Fragment:
________________________________________
Zgadzam się z odpowiedzią Pana Dubieleckiego - jestem pewna, że jest to zachowanie świadome. Zastanów się natomiast nad jedną kwestią: - czy człowiek, który ma lat 27 i bawi się kimś świadomie w taki sposób jest w ogóle wart Twojej uwagi i uczucia. Czy chciałabyś związać się z kimś niedojrzałym i zakompleksiałym? Bo moim zdaniem takie zachowania to dowód na leczenie kompleksów i niepowodzeń, zwłaszcza w stosunkach z kobietami. Jeśli masz możliwość, to może przyjrzyj się jego relacjom z innymi ludzmi - może to otworzy Ci oczy. Być może jest to człowiek, którego nikt nie traktuje na dłuższą metę poważnie właśnie dlatego, że inni wyczuwają lub zauważają w nim jego kompleksy i nieodpowiedzialność?
Jestem pewna, że uda Ci się wyjść cało z tej nieprzyjemnej sytuacji.
Pozdrawiam.
Odnośnik do komentarza
Witam.
Choć minęło już tyle czasu odkąd napisałam nadal nie mogę sobie poradzić z tym problemem.
Cały czas o nim myślę i nie potrafię przestać. Zdarza się, że gdziekolwiek pójdę to stale przez przypadek widzę jego imię, czy to w książkach czy gdzieś indziej. Wciąż mi się on śni i to bardzo często. Ja rozumię, że nie moglibyśmy być razem ale bardzo brakuje mi go fizycznie i psychicznie. Przez ponad miesiąc byliśmy tak na odległość, nie było czasu by tak spotkać się i pogadać sam na sam. Myślę, że to sprawiło, że nabrałam pewnego dystansu.

Staram się poszukać wśród swoich znajomych kogoś bardziej wartego moich uczuć i tu jest kolejny problem. Nie wiem czy ja jestem jakaś pechowa czy co. Bo jest taki jeden chłopak, ma 22 lata, ale jest tu pewne ale.
Nie dosyć, że:
-jest on przyjacielem tego chłopaka w którym się zakochałam ( co już wyklucza wszystko)
-jest on zauroczony w dziewczynie z którą kiedyś był ale ona już ma innego, więc nie ma u niej szans gdyż ją zdradził
-podoba się mojej przyjaciółce :( i to jest chyba najgorszy problem bo ja nie mogę jej go odebrać chociaż ja miałam go na oku już wcześniej. Kiedyś byłam w takiej sytuacji i wybrałam chłopaka dziewczynie która do dziś jest na mnie obrażona ;(

No i co ja mam zrobić skoro niestety, nie mogę być szcześliwa. Życie mi na to nie pozwala.
________________________________________
Pokazane pozycje:
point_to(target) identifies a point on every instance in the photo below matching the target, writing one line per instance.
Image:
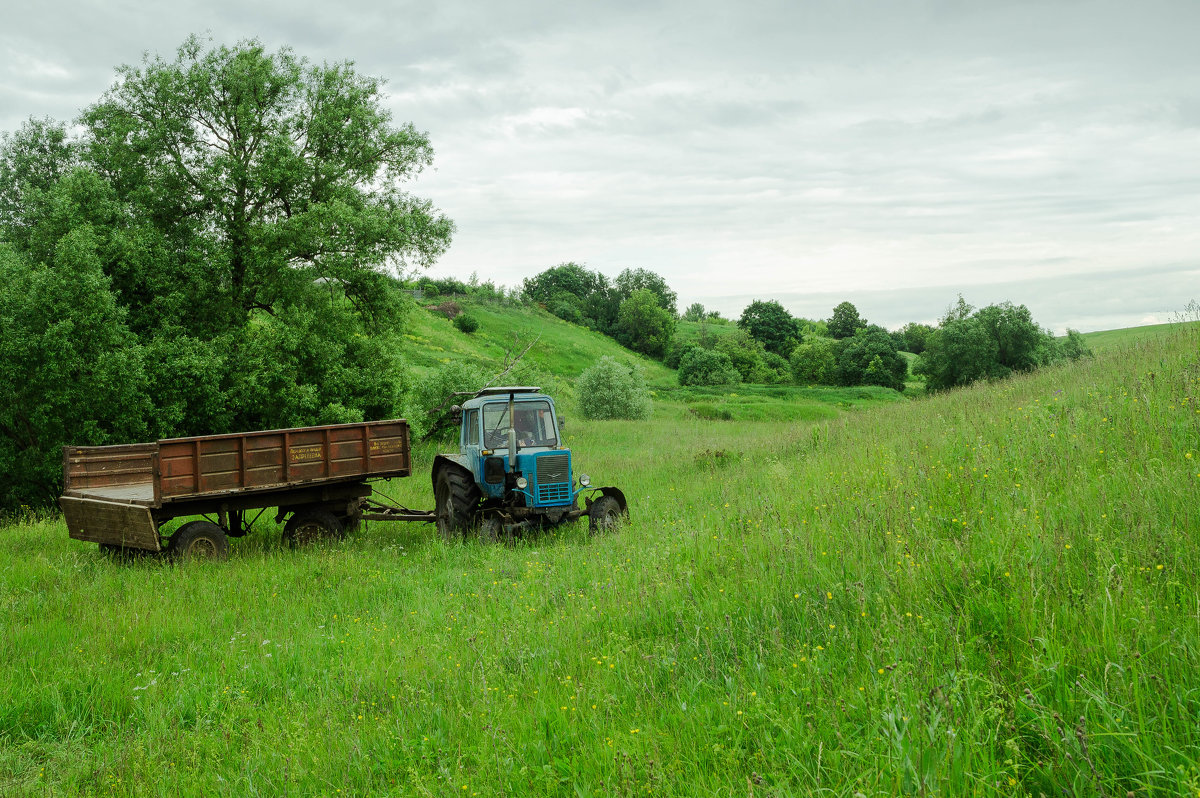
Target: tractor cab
(511, 469)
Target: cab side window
(472, 427)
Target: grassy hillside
(988, 592)
(562, 349)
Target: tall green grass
(987, 592)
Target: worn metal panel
(111, 522)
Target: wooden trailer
(317, 477)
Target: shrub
(814, 363)
(466, 323)
(707, 367)
(613, 390)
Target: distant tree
(744, 353)
(869, 358)
(814, 363)
(915, 335)
(702, 366)
(613, 390)
(1020, 343)
(1074, 346)
(31, 163)
(567, 279)
(845, 321)
(643, 325)
(634, 280)
(771, 324)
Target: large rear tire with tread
(199, 540)
(309, 527)
(456, 498)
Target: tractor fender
(460, 462)
(617, 495)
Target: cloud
(883, 153)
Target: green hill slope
(987, 592)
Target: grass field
(989, 592)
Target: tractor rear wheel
(456, 501)
(604, 515)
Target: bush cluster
(613, 390)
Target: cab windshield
(534, 425)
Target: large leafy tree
(988, 343)
(771, 324)
(643, 325)
(845, 321)
(217, 249)
(263, 173)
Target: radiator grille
(559, 493)
(555, 479)
(553, 468)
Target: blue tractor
(513, 472)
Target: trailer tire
(604, 515)
(456, 498)
(199, 540)
(309, 527)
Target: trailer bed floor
(131, 493)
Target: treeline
(768, 345)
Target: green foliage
(915, 335)
(427, 406)
(466, 323)
(643, 325)
(31, 163)
(989, 343)
(631, 281)
(72, 371)
(845, 322)
(613, 390)
(931, 540)
(870, 358)
(240, 207)
(815, 363)
(700, 366)
(1074, 346)
(745, 354)
(772, 325)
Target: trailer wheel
(199, 540)
(456, 497)
(309, 527)
(604, 515)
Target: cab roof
(520, 393)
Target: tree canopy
(772, 325)
(238, 221)
(845, 321)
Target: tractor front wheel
(456, 499)
(604, 515)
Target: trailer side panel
(111, 522)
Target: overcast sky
(889, 153)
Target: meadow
(989, 592)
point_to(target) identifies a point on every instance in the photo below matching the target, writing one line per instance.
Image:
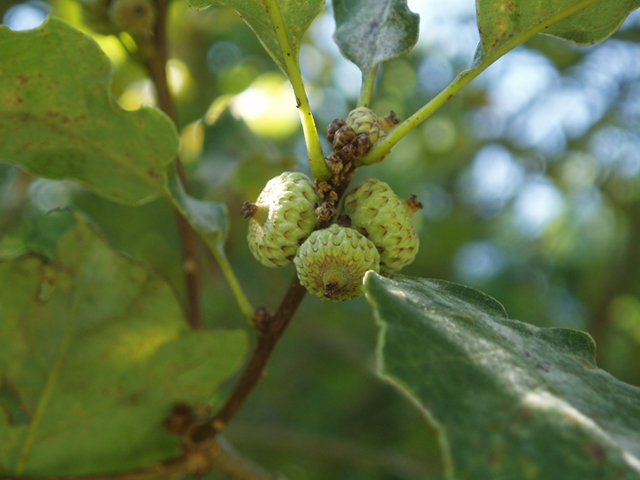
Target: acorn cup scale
(377, 213)
(332, 262)
(282, 217)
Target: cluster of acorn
(373, 232)
(136, 17)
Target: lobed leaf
(509, 400)
(297, 15)
(373, 31)
(501, 20)
(58, 120)
(209, 219)
(95, 353)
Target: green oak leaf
(58, 120)
(95, 353)
(209, 219)
(373, 31)
(509, 400)
(297, 15)
(501, 20)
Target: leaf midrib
(81, 139)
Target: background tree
(530, 177)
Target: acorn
(364, 120)
(136, 17)
(377, 213)
(281, 219)
(332, 262)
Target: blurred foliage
(531, 183)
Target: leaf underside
(58, 120)
(509, 400)
(209, 219)
(500, 20)
(95, 353)
(373, 31)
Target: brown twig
(156, 60)
(254, 370)
(269, 335)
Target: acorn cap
(332, 262)
(364, 120)
(282, 217)
(376, 212)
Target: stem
(241, 298)
(317, 163)
(366, 90)
(254, 370)
(157, 65)
(394, 136)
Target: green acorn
(377, 213)
(364, 120)
(282, 217)
(136, 17)
(332, 262)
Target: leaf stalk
(317, 163)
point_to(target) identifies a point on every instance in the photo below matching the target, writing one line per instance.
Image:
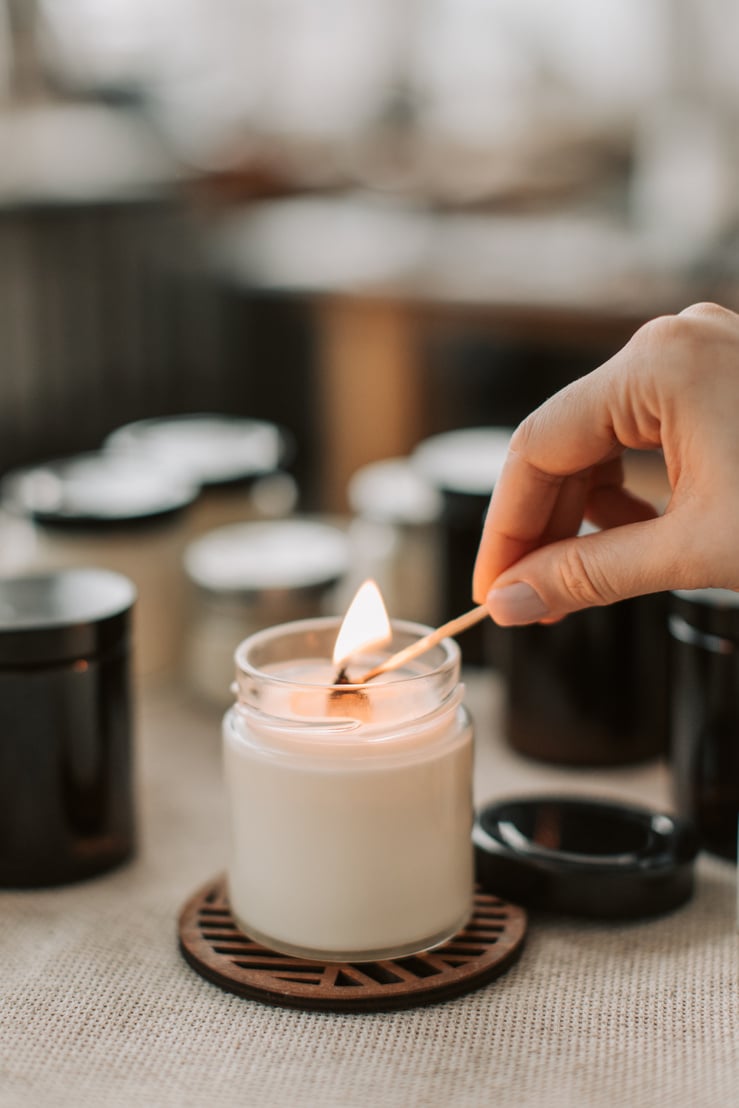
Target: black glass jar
(592, 689)
(65, 779)
(704, 627)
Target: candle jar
(350, 807)
(704, 627)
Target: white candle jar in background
(350, 809)
(235, 462)
(247, 576)
(396, 536)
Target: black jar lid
(584, 857)
(95, 491)
(71, 614)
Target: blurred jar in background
(235, 462)
(247, 576)
(463, 467)
(96, 510)
(704, 626)
(394, 537)
(592, 689)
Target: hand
(675, 387)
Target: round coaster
(215, 947)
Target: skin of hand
(675, 386)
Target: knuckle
(582, 581)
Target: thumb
(589, 571)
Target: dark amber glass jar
(592, 689)
(704, 627)
(65, 787)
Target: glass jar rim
(450, 660)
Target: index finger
(568, 434)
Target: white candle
(350, 810)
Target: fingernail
(515, 604)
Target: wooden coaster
(215, 947)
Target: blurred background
(362, 222)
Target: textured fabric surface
(99, 1009)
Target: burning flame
(365, 625)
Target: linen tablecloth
(98, 1007)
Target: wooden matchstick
(448, 629)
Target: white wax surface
(353, 844)
(310, 695)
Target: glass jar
(704, 626)
(350, 807)
(592, 689)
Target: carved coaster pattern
(215, 947)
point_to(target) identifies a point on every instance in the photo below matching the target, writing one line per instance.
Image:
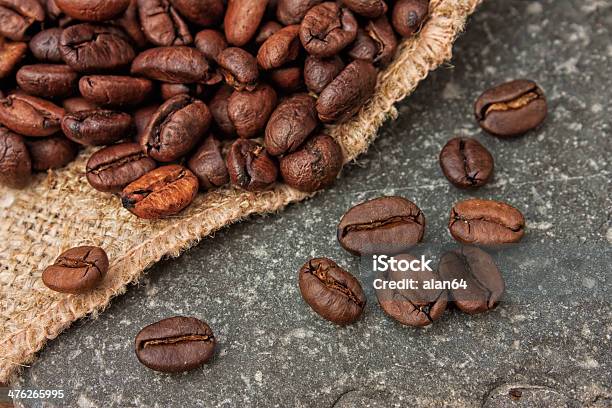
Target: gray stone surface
(549, 342)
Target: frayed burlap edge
(416, 57)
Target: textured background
(551, 339)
________________________________________
Polecenie 1: Ile lat ma, według fragmentu, chłopak, który podoba się przyjaciółce osoby piszącej?
Polecenie 2: Podejmij dalej fragment o nieszczęśliwym zauroczeniu, zaczynając tuż po jego ostatnim zdaniu.
Pozycje nie mają tu żadnego znaczenia.

Oczekiwana odpowiedź 1: Ma 22 lata.

Oczekiwana odpowiedź 2:
Może i jest zakompleksiony ale ja wiem, że nie jest złym człowiekiem. On też się zakochał w osobie którą potem stracił, która jest już z innym i pewnie to nie daje mu spokoju. Próbuje znaleźć kogoś choć wciąż nie może przestać myśleć o tamtej dziewczynie. On czuje się winny temu, że ja cierpię i ma wyżuty sumienia. I to sprawia, że czuję do niego słabość.Czuję że jest warty moich uczuć bo się mną opiekuje.
Odnośnik do komentarza
guitar, rozumiem co czujesz bo też przechodziłam przez nieszczęśliwą miłość i to znacznie dłużej - kiedy byłam trochę starsza niż Ty i uwierz mi - być może to co napiszę - jest najbardziej banalne na świecie, ale za jakiś czas zrozumiesz znaczenie tych słów - "tego kwiatu pół światu"! Z pewnością myślisz sobie, że to głupie, bo to właśnie on jest tym jedynym i wyjątkowym, ale poznasz jeszcze na swojej drodze prawdziwą miłość, która będzie Cię szanować i cieszyć się z okazywanych przez Ciebie uczuć.
Faceci są zdobywcami. Skoro podajesz mu swoją miłość na tacy to jak typowy facet - on nie potrafi tego docenić. Spróbuj zacisnąć ząbki i gdy będziesz miała z nim kontakt to zwyczajnie go olej i pokaż, że być może interesujesz się kimś innym - jeśli coś czuje to przestanie się Tobą bawić, a jeśli nic nie czuje to nie zrobi to na nim wrażenia i zobaczysz, że nie ma do kogo tęsknić.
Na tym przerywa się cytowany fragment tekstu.